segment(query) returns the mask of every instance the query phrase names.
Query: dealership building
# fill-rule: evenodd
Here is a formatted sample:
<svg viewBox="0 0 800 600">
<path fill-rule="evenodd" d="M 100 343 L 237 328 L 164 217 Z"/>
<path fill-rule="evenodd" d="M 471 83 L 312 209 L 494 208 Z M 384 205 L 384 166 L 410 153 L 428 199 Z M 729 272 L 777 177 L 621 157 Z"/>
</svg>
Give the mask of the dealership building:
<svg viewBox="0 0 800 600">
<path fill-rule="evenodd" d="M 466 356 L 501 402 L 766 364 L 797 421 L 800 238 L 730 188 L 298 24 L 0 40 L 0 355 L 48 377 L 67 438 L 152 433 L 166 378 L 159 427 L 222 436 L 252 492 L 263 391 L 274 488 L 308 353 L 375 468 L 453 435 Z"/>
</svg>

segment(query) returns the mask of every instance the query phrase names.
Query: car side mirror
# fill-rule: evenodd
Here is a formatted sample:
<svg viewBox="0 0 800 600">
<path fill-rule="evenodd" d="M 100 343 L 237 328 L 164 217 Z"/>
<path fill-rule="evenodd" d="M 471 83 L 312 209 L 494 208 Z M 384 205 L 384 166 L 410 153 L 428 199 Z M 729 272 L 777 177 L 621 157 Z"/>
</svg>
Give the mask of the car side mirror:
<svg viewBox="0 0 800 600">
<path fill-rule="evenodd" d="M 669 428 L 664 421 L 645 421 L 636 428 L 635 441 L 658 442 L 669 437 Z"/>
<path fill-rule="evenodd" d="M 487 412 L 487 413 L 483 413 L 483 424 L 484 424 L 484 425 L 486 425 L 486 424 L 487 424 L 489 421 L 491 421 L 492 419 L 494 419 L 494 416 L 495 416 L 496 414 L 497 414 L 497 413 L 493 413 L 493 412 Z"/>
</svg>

==

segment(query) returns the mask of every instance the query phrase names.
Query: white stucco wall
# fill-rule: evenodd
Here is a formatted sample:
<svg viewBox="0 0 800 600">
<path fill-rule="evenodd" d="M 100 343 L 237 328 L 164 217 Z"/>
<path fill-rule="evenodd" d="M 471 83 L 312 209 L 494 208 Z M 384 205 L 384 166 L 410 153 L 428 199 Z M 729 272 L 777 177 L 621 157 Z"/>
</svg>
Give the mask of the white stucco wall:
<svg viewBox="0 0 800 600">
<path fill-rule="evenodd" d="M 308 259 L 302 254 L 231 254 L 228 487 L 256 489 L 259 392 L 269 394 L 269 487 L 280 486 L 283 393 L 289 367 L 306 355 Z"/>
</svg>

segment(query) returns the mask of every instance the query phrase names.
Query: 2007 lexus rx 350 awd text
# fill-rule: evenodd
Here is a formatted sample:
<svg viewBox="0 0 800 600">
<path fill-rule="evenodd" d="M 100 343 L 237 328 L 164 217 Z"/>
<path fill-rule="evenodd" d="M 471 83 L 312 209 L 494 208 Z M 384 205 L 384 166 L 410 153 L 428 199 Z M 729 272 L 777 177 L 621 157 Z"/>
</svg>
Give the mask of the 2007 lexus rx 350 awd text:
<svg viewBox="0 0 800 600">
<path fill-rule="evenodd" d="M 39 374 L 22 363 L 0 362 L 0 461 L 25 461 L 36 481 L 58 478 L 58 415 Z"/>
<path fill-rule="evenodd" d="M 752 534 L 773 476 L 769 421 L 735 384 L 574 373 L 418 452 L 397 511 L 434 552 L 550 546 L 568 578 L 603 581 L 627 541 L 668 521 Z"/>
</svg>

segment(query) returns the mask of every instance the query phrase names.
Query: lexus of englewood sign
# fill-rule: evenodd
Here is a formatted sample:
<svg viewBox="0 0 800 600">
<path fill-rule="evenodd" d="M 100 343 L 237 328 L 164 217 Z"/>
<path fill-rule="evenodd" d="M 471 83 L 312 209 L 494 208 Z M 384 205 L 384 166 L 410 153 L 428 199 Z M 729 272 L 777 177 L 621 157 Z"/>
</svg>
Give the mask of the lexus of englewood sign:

• _WHAT YOU HAVE TO DO_
Please filter the data down to the lines containing the word "englewood".

• _SOLUTION FOR THIS EXERCISE_
Query: lexus of englewood sign
Give the mask of the lexus of englewood sign:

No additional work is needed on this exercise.